**WHAT NEEDS TO BE DONE**
From the entries that follow, report every line in which "beam" occurs.
[[ DATA PROVIDED, beginning ]]
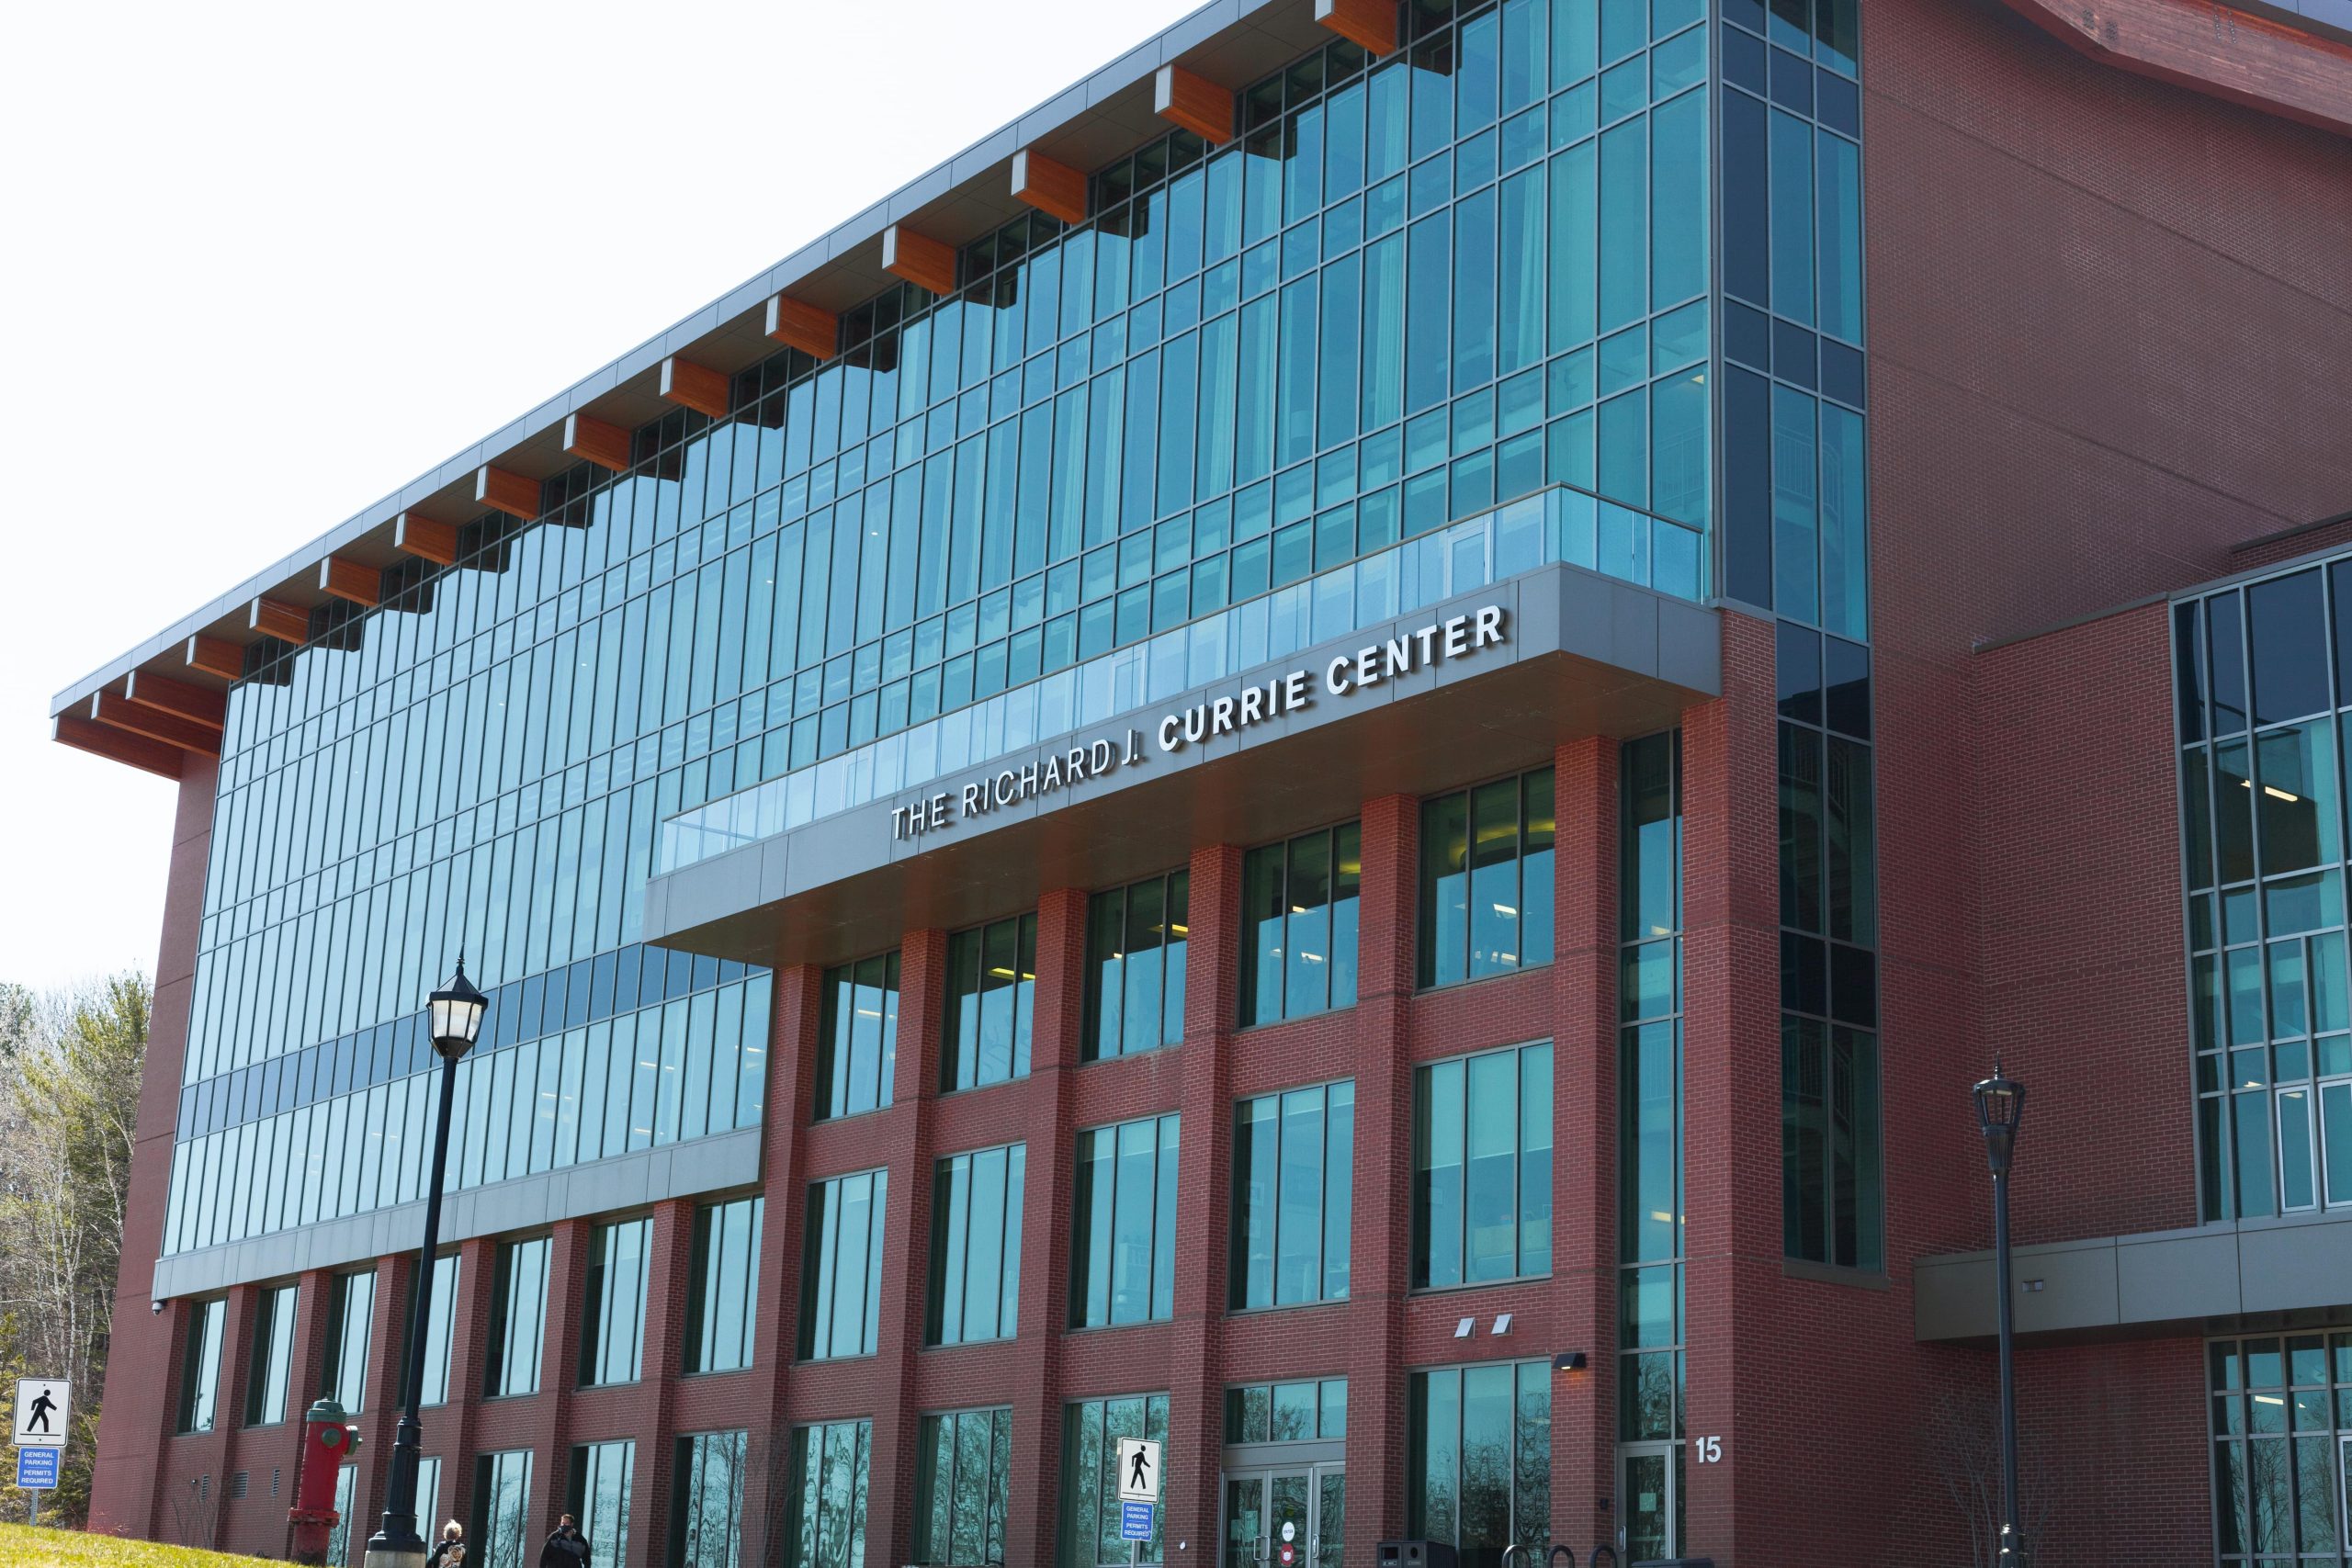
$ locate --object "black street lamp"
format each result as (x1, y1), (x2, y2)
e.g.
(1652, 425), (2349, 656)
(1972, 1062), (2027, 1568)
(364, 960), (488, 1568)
[[ DATA PROVIDED, end ]]
[[ DATA PROVIDED, beginning ]]
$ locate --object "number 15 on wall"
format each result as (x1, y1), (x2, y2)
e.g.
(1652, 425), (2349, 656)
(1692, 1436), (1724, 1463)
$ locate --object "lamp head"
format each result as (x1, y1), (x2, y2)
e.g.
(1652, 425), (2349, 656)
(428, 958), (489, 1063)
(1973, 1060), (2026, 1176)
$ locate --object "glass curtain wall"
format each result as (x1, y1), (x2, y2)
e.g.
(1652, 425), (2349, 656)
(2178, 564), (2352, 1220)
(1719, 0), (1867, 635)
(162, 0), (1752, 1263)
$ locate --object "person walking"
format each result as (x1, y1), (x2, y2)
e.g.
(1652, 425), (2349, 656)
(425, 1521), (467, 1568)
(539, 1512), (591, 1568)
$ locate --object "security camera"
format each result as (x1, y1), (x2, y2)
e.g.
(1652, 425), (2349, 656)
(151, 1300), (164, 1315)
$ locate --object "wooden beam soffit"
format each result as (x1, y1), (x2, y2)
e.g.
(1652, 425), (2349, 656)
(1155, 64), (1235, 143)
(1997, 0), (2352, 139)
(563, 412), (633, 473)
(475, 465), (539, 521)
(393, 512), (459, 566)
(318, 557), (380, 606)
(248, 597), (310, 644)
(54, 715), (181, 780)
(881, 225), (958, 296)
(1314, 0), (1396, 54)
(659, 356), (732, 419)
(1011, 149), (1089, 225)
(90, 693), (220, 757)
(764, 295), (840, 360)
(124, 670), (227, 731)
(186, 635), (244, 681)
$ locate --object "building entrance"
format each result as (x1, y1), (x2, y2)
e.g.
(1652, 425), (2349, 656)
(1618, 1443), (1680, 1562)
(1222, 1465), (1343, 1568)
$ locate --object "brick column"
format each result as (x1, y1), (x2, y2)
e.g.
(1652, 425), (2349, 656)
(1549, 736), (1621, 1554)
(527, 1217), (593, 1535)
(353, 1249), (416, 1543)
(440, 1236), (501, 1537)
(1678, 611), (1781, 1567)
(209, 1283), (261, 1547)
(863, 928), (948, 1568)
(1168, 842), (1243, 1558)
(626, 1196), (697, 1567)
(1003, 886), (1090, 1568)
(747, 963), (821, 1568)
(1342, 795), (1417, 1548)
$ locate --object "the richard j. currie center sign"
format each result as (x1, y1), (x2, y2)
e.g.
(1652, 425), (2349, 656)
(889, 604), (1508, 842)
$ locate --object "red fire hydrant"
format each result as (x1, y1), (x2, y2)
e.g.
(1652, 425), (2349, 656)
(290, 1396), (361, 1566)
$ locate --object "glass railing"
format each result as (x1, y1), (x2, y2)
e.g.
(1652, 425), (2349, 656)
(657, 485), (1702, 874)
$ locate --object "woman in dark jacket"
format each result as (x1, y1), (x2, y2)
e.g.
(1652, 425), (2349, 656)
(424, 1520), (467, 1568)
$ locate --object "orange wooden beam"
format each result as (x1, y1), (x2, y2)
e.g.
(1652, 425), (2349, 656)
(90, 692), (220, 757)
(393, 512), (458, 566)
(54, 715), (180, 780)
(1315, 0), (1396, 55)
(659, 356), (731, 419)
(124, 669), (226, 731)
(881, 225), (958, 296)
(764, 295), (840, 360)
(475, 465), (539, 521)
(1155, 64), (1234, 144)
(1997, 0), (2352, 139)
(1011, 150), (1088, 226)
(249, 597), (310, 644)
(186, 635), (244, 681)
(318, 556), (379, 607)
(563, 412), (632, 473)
[[ DATA PROVIDED, end ]]
**ANSWER TO THE PROBLEM**
$ locate --object "wooden beam soffit"
$ locate --object "orange wooden beam"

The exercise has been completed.